_Rows_:
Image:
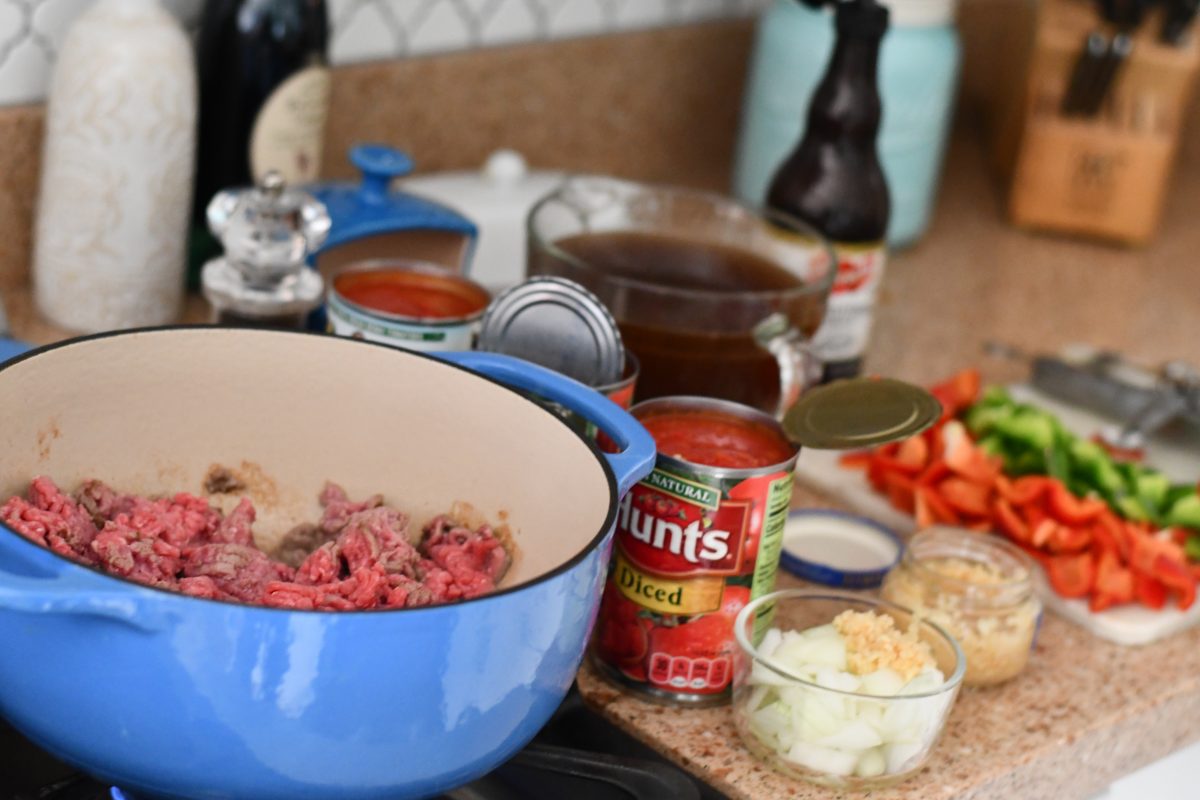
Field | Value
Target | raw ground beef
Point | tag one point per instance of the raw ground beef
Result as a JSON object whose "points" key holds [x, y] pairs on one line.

_Challenge_: Retype the records above line for line, keeping every character the same, and leave the pictures out of your answer.

_Final result_:
Image:
Field | Value
Target | raw ground beef
Point | tag one point per instance of the raw ground beef
Result as a JSON object whose "points" key holds [x, y] pairs on one line.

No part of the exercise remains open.